_Exercise brief_
Copy out the records below with "dense undergrowth" switched to "thick brush" and everything else unchanged. Leave out the pictures.
————————
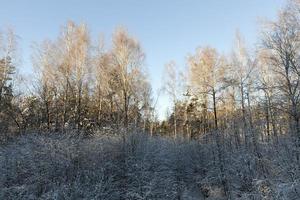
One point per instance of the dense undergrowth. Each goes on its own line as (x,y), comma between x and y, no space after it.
(137,166)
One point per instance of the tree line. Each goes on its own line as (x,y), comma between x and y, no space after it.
(77,84)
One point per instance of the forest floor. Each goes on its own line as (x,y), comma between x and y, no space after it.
(137,166)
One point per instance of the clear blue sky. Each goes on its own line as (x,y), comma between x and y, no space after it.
(167,29)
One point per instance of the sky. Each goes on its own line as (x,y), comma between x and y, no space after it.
(167,29)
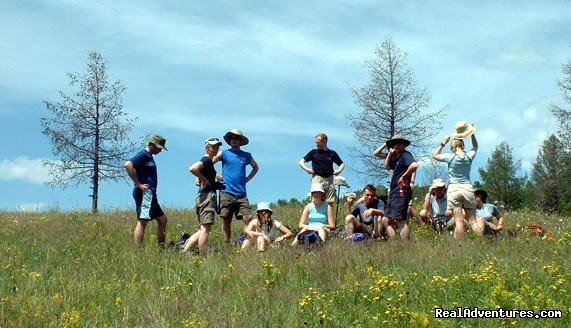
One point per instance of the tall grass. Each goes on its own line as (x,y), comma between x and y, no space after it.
(75,269)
————————
_Written solution_
One point per instance of the thick brush. Each goes on its own line as (x,y), comma between x and y, no space after it.
(137,166)
One point per instance of the tree line. Each goes on its own line as (x,y), comma between x and y, no space after it.
(77,84)
One point per instance of the forest floor. Each goes on its own line as (x,y), comma between x and y, no space after it.
(137,166)
One point per instance of the clear blue sky. Each goes on its own line as (x,y), comma between x and y, no space after it.
(167,29)
One point per instance of the sky. Each goes on its own line as (x,y), comma between x and y, no space after it.
(167,29)
One point per instance of the tall grass. Each goes on its own line as (x,y), comma between x and y, no space after it.
(75,269)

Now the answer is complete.